Given passage:
Start

Two Commercial Landscaping Ideas

When it comes to commercial landscaping ideas, my experience is there are different concerns than with the home backyard garden. There are several different ways to handle the commercial landscape:

Annuals.


You get far more bang for your buck with less work with annuals than you do with a perennial garden.

In the spring, till up the garden area.

Plant your annual flowers - for the ease of gardening, use impatiens if in the shade and seed-geraniums (make sure they're seed-geraniums not the big doubles) or the new Wave Petunias in the sunshine. Spread 20 pounds of corn gluten per 1000 square foot of garden area onto the area. This will act as a weed deterrent as well as an initial feeding source for your plants. Water the entire garden thoroughly.

Do it in this order - till, plant, spread corn gluten, water because we want to get the plants in the ground and then dissolve the corn gluten so it spreads out and forms a layer over the top of the soil to kill weeds.

Once a month give the annual flowers a shot of liquid fertilizer (read the label for recommended rates) to keep them growing strongly. Note the Wave petunias require this feeding to keep growing strongly.

End

List of tasks:
#1 Answer these questions from the landscaping passage:
(a) How much corn gluten should be spread per 1000 square foot of garden area?
(b) Which annual flower is suggested for shaded spots?
(c) How often should the annual flowers get liquid fertilizer?
#2 Reproduce the landscaping passage word for word, starting with "When it comes" and going on through "entire garden thoroughly.".
#3 For each statement, say yes or no according to the landscaping passage, quoting the words that decide it:
(a) Corn gluten should be spread before the annuals are planted.
(b) Wave Petunias need the monthly feeding to keep growing strongly.
(c) Annuals give more return for less work than a perennial garden.

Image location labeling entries
Start

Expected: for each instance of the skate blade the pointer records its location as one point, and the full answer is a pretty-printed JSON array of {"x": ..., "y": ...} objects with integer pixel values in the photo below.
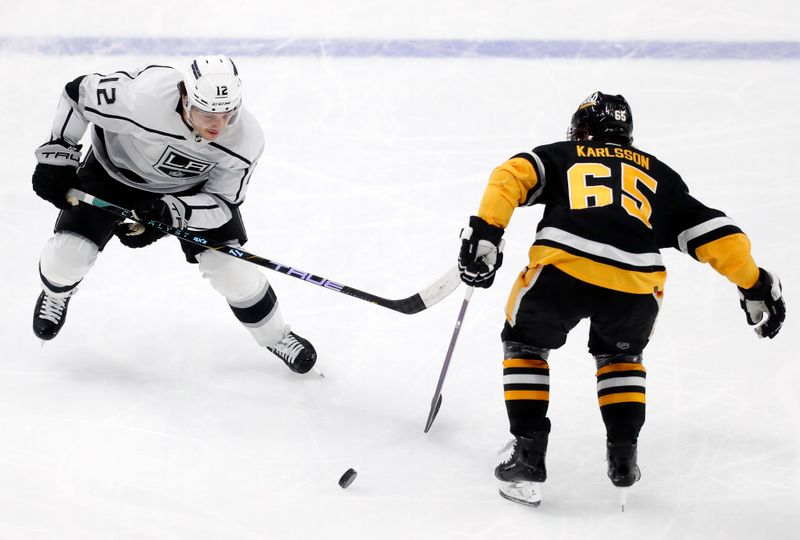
[
  {"x": 527, "y": 493},
  {"x": 623, "y": 497}
]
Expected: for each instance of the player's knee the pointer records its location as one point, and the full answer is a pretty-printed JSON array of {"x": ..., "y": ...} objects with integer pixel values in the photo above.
[
  {"x": 234, "y": 279},
  {"x": 67, "y": 258},
  {"x": 615, "y": 358},
  {"x": 515, "y": 349}
]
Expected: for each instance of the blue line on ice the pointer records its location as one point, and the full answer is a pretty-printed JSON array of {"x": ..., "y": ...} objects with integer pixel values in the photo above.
[{"x": 406, "y": 48}]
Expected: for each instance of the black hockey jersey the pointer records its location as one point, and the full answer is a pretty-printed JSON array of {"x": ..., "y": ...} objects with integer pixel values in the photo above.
[{"x": 609, "y": 209}]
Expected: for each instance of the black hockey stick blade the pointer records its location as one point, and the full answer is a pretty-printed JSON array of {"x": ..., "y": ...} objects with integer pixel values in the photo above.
[
  {"x": 415, "y": 303},
  {"x": 433, "y": 412},
  {"x": 436, "y": 402}
]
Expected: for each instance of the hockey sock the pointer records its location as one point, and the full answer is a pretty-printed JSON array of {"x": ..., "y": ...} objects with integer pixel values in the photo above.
[
  {"x": 621, "y": 395},
  {"x": 526, "y": 386}
]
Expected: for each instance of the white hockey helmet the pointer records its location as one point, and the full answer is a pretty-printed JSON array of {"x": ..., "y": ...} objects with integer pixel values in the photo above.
[{"x": 213, "y": 84}]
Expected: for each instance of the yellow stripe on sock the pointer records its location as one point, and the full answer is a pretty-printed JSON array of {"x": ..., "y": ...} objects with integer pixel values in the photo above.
[{"x": 622, "y": 397}]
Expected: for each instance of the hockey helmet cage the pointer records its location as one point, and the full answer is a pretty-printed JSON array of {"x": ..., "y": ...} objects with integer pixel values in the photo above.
[
  {"x": 213, "y": 84},
  {"x": 603, "y": 117}
]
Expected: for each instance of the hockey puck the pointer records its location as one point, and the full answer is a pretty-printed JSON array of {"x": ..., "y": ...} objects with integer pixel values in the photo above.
[{"x": 347, "y": 478}]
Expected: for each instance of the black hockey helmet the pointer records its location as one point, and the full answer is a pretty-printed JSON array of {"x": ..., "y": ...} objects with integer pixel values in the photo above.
[{"x": 602, "y": 117}]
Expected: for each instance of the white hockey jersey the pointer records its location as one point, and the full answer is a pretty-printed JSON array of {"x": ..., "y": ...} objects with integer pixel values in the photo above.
[{"x": 139, "y": 137}]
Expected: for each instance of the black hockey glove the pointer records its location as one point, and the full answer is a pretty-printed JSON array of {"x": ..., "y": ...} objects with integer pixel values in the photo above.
[
  {"x": 765, "y": 298},
  {"x": 55, "y": 172},
  {"x": 481, "y": 253},
  {"x": 168, "y": 210}
]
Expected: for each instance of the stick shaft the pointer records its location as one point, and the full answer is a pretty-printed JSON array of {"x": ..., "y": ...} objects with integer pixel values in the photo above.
[{"x": 436, "y": 401}]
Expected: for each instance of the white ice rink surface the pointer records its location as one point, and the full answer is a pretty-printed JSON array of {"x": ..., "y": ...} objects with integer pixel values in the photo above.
[{"x": 154, "y": 415}]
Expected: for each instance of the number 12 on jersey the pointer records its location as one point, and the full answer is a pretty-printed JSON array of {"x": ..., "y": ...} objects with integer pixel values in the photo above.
[{"x": 632, "y": 199}]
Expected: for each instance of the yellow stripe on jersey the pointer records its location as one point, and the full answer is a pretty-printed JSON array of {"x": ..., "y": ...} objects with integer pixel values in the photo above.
[
  {"x": 620, "y": 366},
  {"x": 730, "y": 256},
  {"x": 602, "y": 275},
  {"x": 538, "y": 395},
  {"x": 508, "y": 187},
  {"x": 624, "y": 397}
]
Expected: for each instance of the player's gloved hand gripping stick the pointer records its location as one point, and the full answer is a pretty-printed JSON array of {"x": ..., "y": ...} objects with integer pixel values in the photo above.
[{"x": 415, "y": 303}]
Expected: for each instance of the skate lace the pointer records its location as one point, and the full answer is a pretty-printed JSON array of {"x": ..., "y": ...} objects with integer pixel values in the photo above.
[
  {"x": 288, "y": 347},
  {"x": 52, "y": 308},
  {"x": 507, "y": 452}
]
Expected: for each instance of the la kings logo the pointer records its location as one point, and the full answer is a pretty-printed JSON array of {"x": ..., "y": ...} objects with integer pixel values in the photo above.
[{"x": 178, "y": 164}]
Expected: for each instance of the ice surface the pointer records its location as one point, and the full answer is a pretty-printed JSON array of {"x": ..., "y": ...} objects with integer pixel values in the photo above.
[{"x": 153, "y": 415}]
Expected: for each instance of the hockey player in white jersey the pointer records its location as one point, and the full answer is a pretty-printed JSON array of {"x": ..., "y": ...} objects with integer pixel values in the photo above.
[{"x": 176, "y": 147}]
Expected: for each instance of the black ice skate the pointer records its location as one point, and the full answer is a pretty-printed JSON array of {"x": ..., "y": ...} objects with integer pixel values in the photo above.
[
  {"x": 622, "y": 468},
  {"x": 295, "y": 351},
  {"x": 50, "y": 313},
  {"x": 522, "y": 474}
]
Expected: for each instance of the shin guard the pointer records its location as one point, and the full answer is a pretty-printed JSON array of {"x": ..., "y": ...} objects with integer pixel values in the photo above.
[
  {"x": 526, "y": 387},
  {"x": 621, "y": 396}
]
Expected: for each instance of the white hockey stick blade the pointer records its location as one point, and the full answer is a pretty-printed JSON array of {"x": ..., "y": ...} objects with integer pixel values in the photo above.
[
  {"x": 527, "y": 493},
  {"x": 441, "y": 288}
]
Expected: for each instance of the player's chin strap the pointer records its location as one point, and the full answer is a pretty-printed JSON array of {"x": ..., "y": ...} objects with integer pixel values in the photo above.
[{"x": 415, "y": 303}]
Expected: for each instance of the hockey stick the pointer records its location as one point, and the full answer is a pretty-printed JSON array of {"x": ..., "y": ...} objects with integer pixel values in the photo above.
[
  {"x": 436, "y": 402},
  {"x": 415, "y": 303}
]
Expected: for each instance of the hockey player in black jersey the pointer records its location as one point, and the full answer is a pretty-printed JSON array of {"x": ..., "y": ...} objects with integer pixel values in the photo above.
[
  {"x": 176, "y": 147},
  {"x": 609, "y": 209}
]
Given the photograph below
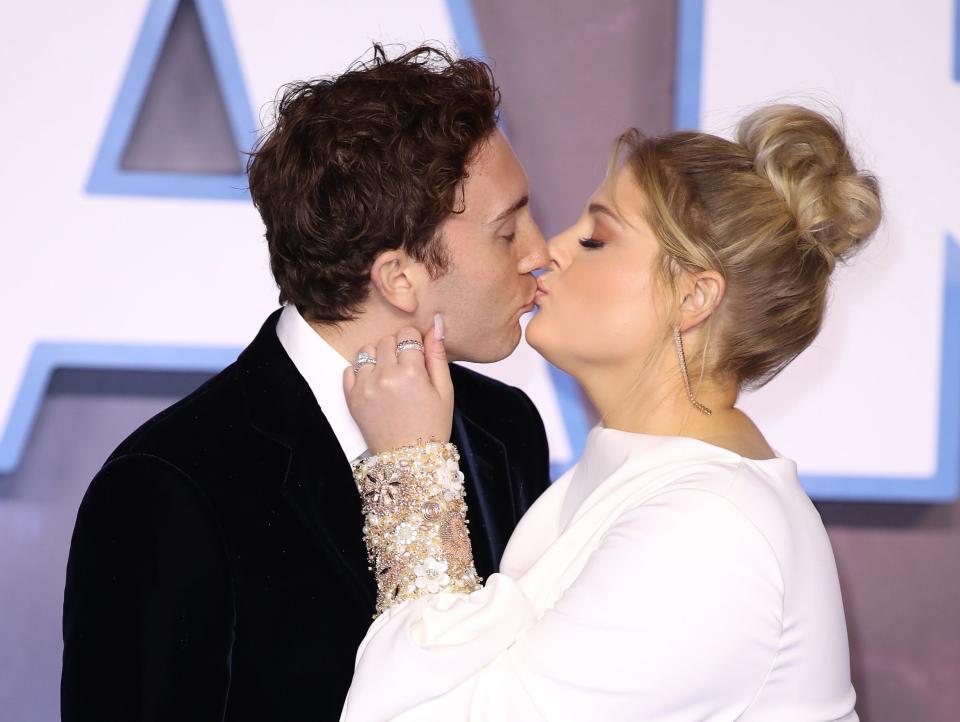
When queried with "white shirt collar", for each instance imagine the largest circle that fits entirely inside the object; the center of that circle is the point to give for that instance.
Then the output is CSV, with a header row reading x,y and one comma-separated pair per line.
x,y
322,368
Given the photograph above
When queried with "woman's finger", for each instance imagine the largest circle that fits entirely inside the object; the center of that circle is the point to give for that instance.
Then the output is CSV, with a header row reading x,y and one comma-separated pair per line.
x,y
367,360
387,353
435,355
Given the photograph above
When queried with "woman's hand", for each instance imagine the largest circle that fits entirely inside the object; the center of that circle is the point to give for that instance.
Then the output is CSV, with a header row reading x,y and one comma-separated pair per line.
x,y
407,396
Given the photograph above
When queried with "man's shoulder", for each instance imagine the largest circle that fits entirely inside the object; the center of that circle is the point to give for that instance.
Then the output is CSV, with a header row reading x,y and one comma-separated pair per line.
x,y
211,413
473,384
488,400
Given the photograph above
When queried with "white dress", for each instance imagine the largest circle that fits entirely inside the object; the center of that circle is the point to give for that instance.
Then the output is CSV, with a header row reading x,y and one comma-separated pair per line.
x,y
662,578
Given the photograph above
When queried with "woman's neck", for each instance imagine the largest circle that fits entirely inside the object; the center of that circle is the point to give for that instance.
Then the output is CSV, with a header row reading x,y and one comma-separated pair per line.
x,y
659,405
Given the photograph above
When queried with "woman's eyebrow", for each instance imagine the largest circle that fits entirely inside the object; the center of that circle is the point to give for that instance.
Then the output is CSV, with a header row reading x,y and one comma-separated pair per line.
x,y
600,209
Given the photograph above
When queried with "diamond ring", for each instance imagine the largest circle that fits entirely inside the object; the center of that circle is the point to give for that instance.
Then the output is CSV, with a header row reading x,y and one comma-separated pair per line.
x,y
408,344
363,358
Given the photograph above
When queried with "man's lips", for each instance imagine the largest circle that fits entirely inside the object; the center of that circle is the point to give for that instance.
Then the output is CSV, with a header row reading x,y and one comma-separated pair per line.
x,y
541,291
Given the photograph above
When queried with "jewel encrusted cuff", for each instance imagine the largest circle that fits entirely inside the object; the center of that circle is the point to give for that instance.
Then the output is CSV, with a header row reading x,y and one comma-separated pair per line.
x,y
416,522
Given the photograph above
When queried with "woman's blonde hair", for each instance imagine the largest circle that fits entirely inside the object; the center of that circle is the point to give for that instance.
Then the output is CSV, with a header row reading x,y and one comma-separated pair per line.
x,y
772,212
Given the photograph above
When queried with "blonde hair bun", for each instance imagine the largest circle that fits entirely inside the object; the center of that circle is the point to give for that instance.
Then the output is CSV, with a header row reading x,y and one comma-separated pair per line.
x,y
804,157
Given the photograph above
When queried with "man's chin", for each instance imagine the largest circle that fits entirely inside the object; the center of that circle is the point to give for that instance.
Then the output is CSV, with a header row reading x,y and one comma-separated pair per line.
x,y
490,351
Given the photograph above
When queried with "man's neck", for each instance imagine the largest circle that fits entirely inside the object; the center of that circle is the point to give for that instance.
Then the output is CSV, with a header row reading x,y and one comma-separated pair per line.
x,y
348,337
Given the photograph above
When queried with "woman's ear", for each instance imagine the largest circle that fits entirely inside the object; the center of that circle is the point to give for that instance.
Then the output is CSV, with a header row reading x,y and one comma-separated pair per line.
x,y
703,294
394,275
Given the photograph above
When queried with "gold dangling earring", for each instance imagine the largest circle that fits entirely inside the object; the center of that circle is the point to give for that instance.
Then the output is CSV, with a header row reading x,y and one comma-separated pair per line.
x,y
683,372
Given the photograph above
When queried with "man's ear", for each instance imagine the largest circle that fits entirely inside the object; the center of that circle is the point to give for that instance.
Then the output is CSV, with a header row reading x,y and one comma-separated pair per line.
x,y
702,294
394,276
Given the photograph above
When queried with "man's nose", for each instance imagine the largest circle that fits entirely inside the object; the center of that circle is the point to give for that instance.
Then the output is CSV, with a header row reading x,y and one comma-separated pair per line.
x,y
535,253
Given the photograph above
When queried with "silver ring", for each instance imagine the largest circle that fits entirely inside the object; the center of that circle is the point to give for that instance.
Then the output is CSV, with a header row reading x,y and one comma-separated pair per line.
x,y
409,344
363,358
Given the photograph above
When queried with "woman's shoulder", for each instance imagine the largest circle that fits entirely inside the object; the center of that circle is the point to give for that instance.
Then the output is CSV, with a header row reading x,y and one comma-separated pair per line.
x,y
765,496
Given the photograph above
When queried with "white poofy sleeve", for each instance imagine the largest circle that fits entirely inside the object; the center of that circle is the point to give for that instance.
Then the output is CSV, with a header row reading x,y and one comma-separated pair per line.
x,y
676,615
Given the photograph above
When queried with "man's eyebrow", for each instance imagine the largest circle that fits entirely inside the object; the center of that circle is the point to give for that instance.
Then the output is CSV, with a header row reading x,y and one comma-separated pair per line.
x,y
522,203
602,210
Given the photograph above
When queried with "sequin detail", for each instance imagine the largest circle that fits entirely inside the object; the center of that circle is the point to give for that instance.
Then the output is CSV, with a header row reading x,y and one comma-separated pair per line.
x,y
416,530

End

Outputs by task:
#1
(a) 20 pounds
(b) Impatiens
(c) Once a month

#2
When it comes to commercial landscaping ideas, my experience is there are different concerns than with the home backyard garden. There are several different ways to handle the commercial landscape:

Annuals.


You get far more bang for your buck with less work with annuals than you do with a perennial garden.

In the spring, till up the garden area.

Plant your annual flowers - for the ease of gardening, use impatiens if in the shade and seed-geraniums (make sure they're seed-geraniums not the big doubles) or the new Wave Petunias in the sunshine. Spread 20 pounds of corn gluten per 1000 square foot of garden area onto the area. This will act as a weed deterrent as well as an initial feeding source for your plants. Water the entire garden thoroughly.

#3
(a) No: "Do it in this order - till, plant, spread corn gluten, water"
(b) Yes: "Note the Wave petunias require this feeding to keep growing strongly."
(c) Yes: "You get far more bang for your buck with less work with annuals than you do with a perennial garden."